▸ **DIRECTIONS FOR THIS TASK**: Your answer should consist solely of the lines from the first line of the data through the line with "the shadow on wall", each reproduced exactly.

Dataset entries
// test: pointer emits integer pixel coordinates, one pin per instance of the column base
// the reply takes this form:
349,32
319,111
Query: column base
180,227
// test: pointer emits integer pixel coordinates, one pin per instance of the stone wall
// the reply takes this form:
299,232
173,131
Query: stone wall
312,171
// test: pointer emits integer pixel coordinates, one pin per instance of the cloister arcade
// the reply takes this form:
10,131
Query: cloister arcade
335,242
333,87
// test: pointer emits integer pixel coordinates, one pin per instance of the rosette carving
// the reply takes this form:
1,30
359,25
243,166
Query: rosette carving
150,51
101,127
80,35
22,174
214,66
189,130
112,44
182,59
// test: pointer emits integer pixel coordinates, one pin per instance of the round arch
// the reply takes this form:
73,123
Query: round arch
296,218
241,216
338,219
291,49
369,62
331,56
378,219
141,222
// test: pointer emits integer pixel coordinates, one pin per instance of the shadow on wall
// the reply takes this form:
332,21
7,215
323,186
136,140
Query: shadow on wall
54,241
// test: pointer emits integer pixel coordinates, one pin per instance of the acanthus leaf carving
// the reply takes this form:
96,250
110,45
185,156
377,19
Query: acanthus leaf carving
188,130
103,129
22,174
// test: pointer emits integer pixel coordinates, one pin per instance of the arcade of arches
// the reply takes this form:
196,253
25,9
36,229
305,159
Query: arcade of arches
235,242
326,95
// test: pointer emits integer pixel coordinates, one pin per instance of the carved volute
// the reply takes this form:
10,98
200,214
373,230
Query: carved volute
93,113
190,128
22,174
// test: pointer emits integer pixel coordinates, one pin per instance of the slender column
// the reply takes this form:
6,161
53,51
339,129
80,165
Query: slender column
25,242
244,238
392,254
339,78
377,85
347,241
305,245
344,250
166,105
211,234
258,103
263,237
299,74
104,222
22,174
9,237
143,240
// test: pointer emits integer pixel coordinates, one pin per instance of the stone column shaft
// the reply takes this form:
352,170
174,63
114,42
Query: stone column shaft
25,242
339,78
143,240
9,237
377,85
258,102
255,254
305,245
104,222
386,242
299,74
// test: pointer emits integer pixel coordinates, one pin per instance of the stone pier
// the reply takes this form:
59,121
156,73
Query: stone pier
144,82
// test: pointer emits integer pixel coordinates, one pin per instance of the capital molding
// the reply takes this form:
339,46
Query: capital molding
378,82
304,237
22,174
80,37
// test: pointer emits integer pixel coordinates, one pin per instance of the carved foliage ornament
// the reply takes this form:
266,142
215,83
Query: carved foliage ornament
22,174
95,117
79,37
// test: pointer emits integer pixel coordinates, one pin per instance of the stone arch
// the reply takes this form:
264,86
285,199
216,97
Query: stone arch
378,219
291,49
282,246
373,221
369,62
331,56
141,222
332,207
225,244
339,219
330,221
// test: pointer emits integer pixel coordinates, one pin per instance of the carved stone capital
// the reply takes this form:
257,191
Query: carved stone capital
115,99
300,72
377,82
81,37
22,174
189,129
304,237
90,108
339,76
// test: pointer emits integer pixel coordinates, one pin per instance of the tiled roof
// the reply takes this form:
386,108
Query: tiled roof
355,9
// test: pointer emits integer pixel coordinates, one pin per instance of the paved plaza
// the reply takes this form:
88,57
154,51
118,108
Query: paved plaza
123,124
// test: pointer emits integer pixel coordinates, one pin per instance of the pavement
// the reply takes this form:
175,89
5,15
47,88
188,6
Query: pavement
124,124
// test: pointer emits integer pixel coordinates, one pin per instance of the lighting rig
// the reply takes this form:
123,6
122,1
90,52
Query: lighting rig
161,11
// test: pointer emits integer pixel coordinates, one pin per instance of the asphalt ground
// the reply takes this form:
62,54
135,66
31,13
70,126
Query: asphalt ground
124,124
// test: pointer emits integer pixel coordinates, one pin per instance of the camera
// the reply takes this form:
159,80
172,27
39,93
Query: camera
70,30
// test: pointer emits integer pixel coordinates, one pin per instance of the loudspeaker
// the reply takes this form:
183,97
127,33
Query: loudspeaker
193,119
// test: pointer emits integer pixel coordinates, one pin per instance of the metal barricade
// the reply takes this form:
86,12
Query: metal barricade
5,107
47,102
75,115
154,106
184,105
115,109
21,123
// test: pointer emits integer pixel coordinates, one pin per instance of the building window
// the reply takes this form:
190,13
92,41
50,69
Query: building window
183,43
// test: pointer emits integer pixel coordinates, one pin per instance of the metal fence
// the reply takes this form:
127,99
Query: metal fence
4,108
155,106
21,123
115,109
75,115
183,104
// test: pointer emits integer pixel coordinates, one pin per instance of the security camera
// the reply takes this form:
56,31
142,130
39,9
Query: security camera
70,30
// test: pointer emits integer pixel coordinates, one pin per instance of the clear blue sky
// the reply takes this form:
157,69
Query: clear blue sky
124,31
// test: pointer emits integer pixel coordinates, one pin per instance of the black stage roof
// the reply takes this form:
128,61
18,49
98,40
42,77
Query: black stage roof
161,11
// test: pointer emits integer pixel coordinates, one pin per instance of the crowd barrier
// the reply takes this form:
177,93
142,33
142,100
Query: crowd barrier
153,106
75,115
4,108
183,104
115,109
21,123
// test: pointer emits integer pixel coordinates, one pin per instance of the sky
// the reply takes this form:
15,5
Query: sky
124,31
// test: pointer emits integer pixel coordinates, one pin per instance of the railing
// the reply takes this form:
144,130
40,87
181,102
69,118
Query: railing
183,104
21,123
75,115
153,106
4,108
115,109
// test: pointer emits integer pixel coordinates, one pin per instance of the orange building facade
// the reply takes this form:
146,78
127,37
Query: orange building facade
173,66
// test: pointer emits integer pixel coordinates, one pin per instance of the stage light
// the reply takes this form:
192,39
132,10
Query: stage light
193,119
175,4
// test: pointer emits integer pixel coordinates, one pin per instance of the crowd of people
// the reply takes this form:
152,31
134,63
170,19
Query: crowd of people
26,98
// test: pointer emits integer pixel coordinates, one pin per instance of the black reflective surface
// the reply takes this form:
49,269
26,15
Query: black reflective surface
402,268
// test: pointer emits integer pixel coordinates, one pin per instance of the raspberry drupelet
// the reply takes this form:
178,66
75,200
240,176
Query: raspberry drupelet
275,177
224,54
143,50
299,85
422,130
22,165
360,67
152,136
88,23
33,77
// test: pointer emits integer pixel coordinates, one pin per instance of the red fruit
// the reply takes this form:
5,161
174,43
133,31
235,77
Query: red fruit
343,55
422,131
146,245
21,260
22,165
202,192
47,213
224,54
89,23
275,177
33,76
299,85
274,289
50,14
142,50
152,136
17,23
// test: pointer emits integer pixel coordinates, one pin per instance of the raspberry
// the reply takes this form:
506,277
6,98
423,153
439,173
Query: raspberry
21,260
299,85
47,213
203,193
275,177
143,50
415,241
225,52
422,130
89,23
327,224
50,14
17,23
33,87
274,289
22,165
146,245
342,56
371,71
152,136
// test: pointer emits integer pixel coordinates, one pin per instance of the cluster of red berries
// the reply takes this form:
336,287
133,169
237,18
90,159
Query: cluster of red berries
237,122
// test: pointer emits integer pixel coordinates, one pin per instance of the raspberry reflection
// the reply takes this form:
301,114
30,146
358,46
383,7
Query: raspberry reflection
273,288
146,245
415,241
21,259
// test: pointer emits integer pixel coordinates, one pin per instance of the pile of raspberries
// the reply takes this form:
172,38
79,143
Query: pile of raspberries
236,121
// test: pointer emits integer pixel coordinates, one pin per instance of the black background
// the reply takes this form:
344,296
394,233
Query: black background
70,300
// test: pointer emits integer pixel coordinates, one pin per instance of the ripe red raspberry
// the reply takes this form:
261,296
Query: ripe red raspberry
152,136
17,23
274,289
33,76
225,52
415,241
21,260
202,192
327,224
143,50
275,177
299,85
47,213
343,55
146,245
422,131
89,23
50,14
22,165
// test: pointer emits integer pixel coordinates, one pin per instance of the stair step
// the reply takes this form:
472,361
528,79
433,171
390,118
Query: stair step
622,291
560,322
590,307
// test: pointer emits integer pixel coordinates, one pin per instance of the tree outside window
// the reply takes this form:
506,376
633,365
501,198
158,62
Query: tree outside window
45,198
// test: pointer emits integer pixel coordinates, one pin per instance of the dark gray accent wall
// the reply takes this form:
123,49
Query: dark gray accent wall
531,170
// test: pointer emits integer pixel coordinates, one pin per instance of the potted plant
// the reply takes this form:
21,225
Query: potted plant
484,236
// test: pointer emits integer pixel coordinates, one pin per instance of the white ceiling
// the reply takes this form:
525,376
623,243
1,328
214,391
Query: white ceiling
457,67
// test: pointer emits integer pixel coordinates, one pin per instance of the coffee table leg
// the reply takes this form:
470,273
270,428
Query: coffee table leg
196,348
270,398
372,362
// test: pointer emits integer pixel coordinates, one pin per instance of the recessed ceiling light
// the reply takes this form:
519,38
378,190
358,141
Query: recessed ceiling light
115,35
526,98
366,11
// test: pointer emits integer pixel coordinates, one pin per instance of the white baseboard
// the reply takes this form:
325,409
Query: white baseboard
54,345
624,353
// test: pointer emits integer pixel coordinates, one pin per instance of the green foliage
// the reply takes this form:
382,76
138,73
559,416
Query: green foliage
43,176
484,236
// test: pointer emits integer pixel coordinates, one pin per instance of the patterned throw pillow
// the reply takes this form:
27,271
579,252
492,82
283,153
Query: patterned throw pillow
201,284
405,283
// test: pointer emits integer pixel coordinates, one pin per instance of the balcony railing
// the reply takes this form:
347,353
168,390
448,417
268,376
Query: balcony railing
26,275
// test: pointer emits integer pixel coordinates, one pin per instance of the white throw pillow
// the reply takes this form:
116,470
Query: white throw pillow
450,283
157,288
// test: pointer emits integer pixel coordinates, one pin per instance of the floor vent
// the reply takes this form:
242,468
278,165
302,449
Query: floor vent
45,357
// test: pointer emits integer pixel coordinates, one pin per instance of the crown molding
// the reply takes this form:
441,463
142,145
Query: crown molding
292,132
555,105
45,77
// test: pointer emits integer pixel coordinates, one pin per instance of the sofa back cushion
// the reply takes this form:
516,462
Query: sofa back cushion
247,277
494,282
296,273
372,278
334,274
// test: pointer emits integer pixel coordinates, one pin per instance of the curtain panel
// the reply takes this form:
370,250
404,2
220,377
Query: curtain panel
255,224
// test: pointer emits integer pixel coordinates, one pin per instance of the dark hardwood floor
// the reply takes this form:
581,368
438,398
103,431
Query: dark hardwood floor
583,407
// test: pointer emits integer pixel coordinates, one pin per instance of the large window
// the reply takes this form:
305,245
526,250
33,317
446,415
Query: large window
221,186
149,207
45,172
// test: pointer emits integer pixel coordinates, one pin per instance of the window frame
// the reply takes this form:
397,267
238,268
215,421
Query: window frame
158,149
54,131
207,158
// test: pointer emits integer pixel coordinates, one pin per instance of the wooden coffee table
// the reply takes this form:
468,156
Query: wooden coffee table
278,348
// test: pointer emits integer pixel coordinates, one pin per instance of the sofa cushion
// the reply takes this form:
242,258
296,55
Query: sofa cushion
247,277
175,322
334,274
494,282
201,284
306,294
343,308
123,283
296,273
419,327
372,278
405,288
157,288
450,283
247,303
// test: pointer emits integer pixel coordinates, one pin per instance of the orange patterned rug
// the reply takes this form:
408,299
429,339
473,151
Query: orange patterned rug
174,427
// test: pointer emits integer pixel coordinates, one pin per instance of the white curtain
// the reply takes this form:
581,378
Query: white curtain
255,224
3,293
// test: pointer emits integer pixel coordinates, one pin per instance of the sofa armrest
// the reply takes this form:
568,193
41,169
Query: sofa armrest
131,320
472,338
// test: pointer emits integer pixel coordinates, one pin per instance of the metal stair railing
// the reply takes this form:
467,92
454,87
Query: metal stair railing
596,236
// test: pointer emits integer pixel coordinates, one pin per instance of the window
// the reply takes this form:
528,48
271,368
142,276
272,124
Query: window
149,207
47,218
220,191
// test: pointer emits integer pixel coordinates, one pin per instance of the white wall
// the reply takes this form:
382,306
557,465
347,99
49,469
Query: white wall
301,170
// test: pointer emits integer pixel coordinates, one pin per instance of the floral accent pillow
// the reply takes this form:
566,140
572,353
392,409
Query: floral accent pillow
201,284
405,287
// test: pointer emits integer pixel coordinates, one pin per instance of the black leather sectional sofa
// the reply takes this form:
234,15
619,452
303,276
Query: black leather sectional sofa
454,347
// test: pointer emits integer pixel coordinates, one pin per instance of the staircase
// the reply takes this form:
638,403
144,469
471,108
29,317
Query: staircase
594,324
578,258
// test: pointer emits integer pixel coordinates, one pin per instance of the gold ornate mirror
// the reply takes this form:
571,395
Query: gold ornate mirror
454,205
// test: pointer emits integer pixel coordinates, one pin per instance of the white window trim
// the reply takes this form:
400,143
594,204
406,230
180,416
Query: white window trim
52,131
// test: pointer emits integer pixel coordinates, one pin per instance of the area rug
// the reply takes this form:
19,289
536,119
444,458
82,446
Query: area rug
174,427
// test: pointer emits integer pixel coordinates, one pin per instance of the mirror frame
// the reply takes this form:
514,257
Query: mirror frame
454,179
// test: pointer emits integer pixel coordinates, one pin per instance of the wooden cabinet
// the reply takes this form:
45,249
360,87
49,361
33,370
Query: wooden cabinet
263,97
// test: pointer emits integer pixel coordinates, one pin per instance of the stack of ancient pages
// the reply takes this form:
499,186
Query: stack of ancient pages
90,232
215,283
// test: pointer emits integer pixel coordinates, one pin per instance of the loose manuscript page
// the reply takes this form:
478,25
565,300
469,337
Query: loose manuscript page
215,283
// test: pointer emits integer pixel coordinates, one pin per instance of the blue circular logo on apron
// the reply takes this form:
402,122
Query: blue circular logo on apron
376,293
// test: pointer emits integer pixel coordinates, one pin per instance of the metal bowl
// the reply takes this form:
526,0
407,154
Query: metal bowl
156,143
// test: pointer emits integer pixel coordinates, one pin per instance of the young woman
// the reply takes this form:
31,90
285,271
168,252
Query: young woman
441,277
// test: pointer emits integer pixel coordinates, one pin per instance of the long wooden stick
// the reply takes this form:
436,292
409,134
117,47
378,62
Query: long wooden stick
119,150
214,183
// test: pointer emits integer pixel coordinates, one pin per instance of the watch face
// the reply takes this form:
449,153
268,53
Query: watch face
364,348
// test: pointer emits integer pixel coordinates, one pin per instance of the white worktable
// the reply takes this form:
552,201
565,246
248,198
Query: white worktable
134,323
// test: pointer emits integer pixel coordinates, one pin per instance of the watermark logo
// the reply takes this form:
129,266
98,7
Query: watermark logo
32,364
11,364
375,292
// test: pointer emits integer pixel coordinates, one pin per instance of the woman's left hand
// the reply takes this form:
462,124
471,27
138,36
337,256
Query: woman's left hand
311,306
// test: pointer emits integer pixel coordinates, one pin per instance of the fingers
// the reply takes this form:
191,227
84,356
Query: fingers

▸ **RESPONSE AREA**:
// test: pointer emits integer pixel coordinates, one pin per instance of the column base
// the reply takes this form:
349,32
319,111
Query: column base
180,227
// test: pointer emits integer pixel coordinates, one pin per instance of the stone wall
// the reply takes this form:
299,232
173,131
Query: stone wall
312,171
// test: pointer emits integer pixel coordinates, one pin per instance of the cloister arcade
// the reply takes this form:
10,131
Query: cloister arcade
335,242
333,87
// test: pointer emits integer pixel coordinates, one pin per instance of the rosette carving
// the reply takes this form:
1,30
359,25
243,166
Query: rosette carving
150,51
101,127
80,35
22,174
214,66
189,130
112,44
182,59
// test: pointer emits integer pixel coordinates, one pin per instance of the round arch
// the reply takes this form:
73,123
Query: round arch
296,218
241,216
338,219
291,49
369,62
331,56
378,219
141,222
// test: pointer emits integer pixel coordinates, one pin per instance of the shadow on wall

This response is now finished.